ARAHAN TUGAS:
Tolong lanjutkan teks tentang buta politik di bawah ini, mulai tepat setelah kalimat terakhirnya.

TEKS DOKUMEN:
....................

Buta yang terburuk adalah buta politik. Dia tidak mendengar, tidak berbicara, dan tidak berpartisipasi dalam peristiwa politik. Dia tidak tahu bahwa biaya hidup, harga kacang, harga ikan, harga tepung, biaya sewa, harga sepatu dan obat, semua bergantung pada keputusan politik. Orang buta politik begitu bodoh, sehingga ia bangga dan membusungkan dadanya seraya mengatakan bahwa ia membenci politik. Si dungu tidak tahu bahwa dari kebodohan politiknya lahir pelacur, anak terlantar, pencuri terburuk dari semua pencuri, politisi buruk, dan rusaknya perusahaan nasional serta multinasional yang menguras kekayaan negeri.
Sindiran tersebut disampaikan oleh Bertolt Brecht, seorang penyair Jerman yang hidup pada abad ke-19 (1898-1956). Saat ini kita telah memasuki abad ke-21; kesadaran akan politik masih menjadi masalah yang belum tuntas khususnya pada kalangan muda. Hal ini dibuktikan berdasarkan survei yang dilakukan oleh Center for Strategic and International Studies (CSIS) untuk memotret pandangan pemuda terhadap situasi politik di Tanah Air.

....................

DATA TERKUMPUL:
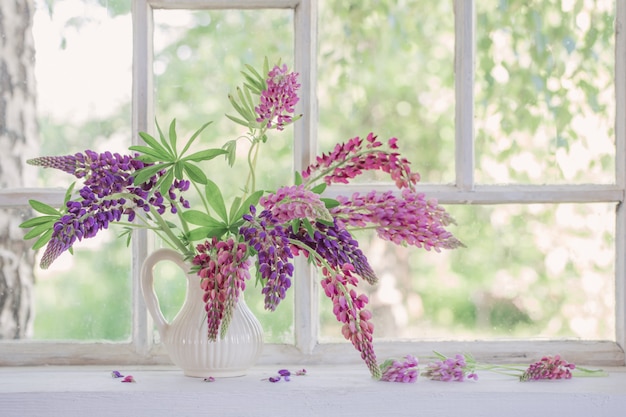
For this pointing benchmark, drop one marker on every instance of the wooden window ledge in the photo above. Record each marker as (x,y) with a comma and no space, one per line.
(324,391)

....................

HASIL DI BAWAH:
Survei ini dilaksanakan pada 8 - 13 Agustus 2022 dengan melibatkan 1.200 responden yang tersebar secara proporsional di 34 provinsi. Hasilnya sangat mengejutkan; hanya 11 % responden yang tercatat ikut serta dalam partai politik atau organisasi sayap politik.
Berdasarkan data dari Badan Pusat Statistik (BPS), jumlah demonstrasi yang dilakukan secara aman pada 2021 sebanyak 1.962. Jumlah tersebut menurun dibandingkan empat tahun sebelumnya, yaitu 2017, 2018, 2019, dan 2020 dengan jumlah demonstrasi aman masing-masing sebanyak 3.830, 3.235, 3.564, dan 2.626 demonstrasi. Tren penurunan ini terjadi bukan karena faktor kinerja pemerintah yang sudah maksimal, melainkan banyak yang merasa bahwa aspirasi yang disampaikan hanya sia-sia. "Lebih baik diam daripada selalu menunggu dengan sabar untuk sebuah kabar," ujar si apatis.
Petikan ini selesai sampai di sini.